Short problem 1
In the isolation sleeve passage, what is used to secure the isolation sleeve 60 against the landing shoulder 78 of the isolation spool 58?

Text provided
This rotation of the input driveshaft 108 in the one direction
(e.g., clockwise) to move the isolation sleeve 60 longitudinally in
the direction 126 is continued until the upper packoff assembly 86
engages the landing shoulder 78 of the isolation spool 58, as shown
in FIGS. 11B and 11C. The lockdown pins 66 are then used to secure
the isolation sleeve 60 against the landing shoulder 78 of the
isolation spool 58. In some embodiments, the valve stack 20 acts as
a lubricator to facilitate the movement of the isolation sleeve 60
longitudinally in the direction 126. More particularly, once the
isolation valve 18 is opened, fluid is communicated from the
wellhead 12 to the valve stack 20 through the isolation head 10 so
that fluid pressures acting longitudinally on opposing end portions
of the isolation sleeve 60 are equal. As a result, the force
required to move the isolation sleeve 60 in the direction 126 is
reduced as compared to existing isolation tools. Moreover, in those
embodiments in which the diameter D2 of the lower packoff assembly
100 is less than the diameter D1 of the upper packoff assembly 86,
the fluid pressures acting longitudinally on the opposing end
portions of the isolation sleeve 60 bias the isolation sleeve 60 in
the direction 126 when the isolation valve 18 is in the open
configuration.

Supplied records
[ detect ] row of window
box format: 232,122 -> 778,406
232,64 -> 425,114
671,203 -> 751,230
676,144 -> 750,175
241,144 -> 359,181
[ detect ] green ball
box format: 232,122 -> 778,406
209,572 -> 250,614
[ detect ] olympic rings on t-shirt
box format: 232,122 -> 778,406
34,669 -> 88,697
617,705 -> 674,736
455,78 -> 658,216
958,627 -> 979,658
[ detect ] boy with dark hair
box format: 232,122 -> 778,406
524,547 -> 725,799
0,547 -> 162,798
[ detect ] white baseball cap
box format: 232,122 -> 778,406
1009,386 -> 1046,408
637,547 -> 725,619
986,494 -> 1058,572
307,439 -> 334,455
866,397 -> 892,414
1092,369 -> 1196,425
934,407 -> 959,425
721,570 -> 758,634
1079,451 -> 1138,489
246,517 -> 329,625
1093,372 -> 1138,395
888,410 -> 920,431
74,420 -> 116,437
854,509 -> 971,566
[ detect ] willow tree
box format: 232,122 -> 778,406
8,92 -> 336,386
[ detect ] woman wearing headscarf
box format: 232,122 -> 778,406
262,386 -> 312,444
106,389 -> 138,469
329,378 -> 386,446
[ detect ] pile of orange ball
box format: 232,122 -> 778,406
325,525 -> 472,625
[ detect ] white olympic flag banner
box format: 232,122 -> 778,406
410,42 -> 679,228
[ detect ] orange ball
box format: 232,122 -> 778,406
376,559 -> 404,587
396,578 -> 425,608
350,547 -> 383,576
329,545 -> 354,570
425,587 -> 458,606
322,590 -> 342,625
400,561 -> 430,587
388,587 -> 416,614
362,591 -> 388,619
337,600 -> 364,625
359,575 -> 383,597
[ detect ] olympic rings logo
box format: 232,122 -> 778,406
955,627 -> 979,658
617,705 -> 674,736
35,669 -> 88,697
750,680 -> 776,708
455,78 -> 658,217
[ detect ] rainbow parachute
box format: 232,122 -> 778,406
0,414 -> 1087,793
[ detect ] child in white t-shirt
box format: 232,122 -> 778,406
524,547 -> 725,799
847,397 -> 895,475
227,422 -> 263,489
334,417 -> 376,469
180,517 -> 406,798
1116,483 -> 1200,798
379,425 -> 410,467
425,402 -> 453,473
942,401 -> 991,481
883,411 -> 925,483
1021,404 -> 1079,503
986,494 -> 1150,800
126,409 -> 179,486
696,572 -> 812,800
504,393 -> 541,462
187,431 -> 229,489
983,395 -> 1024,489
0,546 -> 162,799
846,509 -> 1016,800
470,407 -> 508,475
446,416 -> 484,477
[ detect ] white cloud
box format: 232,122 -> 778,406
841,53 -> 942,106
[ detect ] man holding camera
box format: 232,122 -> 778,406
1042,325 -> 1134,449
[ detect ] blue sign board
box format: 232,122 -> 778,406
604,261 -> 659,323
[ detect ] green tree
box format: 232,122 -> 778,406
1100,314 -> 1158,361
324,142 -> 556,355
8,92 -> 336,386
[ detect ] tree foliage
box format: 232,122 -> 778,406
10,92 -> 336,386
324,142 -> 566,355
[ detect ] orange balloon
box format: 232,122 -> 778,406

Short problem 2
Copy the records verbatim, starting at their first line and ending at the line that contains "0,547 -> 162,798".

Worked answer 1
The lockdown pins 66.

Worked answer 2
[ detect ] row of window
box format: 232,122 -> 778,406
232,64 -> 425,114
671,203 -> 751,230
676,144 -> 750,175
241,144 -> 359,181
[ detect ] green ball
box format: 232,122 -> 778,406
209,572 -> 250,614
[ detect ] olympic rings on t-shirt
box format: 232,122 -> 778,406
34,669 -> 88,697
617,705 -> 674,736
455,78 -> 658,216
958,627 -> 979,658
[ detect ] boy with dark hair
box format: 232,122 -> 778,406
524,547 -> 725,799
0,547 -> 162,798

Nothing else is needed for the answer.